Given request>
Please rewrite every line of the listing below, adding 56 to each coordinate in the answers and leaving all other lines unchanged.

Given entries>
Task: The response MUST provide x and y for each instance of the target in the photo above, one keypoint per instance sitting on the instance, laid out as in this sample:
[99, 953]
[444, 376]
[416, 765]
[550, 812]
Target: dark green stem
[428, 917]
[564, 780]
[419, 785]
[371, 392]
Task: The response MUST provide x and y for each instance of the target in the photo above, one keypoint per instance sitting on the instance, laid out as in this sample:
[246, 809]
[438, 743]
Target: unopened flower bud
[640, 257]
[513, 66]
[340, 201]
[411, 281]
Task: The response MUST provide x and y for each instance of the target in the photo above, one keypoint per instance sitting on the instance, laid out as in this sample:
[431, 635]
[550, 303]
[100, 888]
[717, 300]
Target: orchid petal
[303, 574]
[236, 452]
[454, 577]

Written reply>
Task: The response MUST provide x and y for each instance of the target in the photo above, one keypoint per instance sitting on the instance, laid out as in this sample:
[99, 953]
[444, 376]
[416, 765]
[550, 812]
Target: dark green stem
[484, 973]
[620, 836]
[475, 841]
[427, 448]
Task: The response MUST provide x and y for each instance of the target in the photo above, one keypoint per instance sitting on the instance, laid out as in this sample:
[246, 809]
[438, 743]
Target: unopened flower bud
[696, 313]
[569, 122]
[396, 257]
[467, 337]
Task: The response MUST provide x and y for each instance of the target in the photo above, one keypoint per instance sitting on the instance, laid out as in this sample:
[431, 635]
[550, 303]
[100, 888]
[717, 300]
Target: orchid petal
[359, 630]
[292, 508]
[510, 633]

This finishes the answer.